** Instructions for the task **
Which lines in the data below contain the string "yellow"? Show each one.

Records excerpted from a collection:
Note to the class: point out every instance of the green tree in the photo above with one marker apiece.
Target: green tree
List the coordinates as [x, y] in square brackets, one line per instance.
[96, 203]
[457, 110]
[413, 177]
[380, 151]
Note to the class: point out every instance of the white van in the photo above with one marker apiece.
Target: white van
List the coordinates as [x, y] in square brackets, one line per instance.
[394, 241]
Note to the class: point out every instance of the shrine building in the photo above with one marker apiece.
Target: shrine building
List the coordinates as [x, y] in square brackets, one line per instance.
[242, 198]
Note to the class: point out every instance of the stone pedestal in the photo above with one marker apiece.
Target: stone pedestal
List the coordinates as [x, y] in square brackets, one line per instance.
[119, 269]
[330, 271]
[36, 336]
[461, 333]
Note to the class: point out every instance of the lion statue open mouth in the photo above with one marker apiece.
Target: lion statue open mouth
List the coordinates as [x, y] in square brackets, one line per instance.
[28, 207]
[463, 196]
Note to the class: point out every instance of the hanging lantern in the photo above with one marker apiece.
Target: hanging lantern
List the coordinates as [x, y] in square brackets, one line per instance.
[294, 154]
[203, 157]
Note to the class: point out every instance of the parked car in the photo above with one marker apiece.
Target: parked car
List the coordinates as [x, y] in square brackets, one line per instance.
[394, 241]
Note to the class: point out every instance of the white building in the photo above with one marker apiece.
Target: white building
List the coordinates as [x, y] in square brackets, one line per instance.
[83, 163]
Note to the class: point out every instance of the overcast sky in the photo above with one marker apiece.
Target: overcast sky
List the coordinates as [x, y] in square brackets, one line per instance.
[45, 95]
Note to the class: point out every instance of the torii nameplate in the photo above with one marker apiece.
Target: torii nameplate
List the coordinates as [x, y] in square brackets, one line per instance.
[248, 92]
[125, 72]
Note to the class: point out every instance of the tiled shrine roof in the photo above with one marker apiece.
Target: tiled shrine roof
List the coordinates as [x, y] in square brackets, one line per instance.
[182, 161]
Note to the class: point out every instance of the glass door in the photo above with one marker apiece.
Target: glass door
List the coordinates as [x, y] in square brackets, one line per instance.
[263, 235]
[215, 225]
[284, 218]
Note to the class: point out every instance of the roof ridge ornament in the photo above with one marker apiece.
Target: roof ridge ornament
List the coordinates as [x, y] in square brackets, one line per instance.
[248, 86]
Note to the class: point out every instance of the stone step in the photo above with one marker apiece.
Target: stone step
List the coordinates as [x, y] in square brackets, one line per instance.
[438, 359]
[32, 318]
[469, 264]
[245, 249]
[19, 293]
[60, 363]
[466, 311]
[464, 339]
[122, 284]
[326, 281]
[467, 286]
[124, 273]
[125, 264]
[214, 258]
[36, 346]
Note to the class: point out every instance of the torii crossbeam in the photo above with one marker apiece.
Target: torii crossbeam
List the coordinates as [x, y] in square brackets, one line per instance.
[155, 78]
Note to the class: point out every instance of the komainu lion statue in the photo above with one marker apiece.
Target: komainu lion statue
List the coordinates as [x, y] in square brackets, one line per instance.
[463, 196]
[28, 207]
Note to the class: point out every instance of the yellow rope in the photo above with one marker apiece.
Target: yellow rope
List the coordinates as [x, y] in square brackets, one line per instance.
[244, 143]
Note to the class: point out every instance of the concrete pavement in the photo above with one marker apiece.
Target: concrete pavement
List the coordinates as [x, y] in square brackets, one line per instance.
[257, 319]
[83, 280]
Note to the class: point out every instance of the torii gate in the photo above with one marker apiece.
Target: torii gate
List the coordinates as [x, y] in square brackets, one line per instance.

** Task result **
Note to the class: point out every instance of the yellow rope in the photo above with one marker apiece.
Target: yellow rope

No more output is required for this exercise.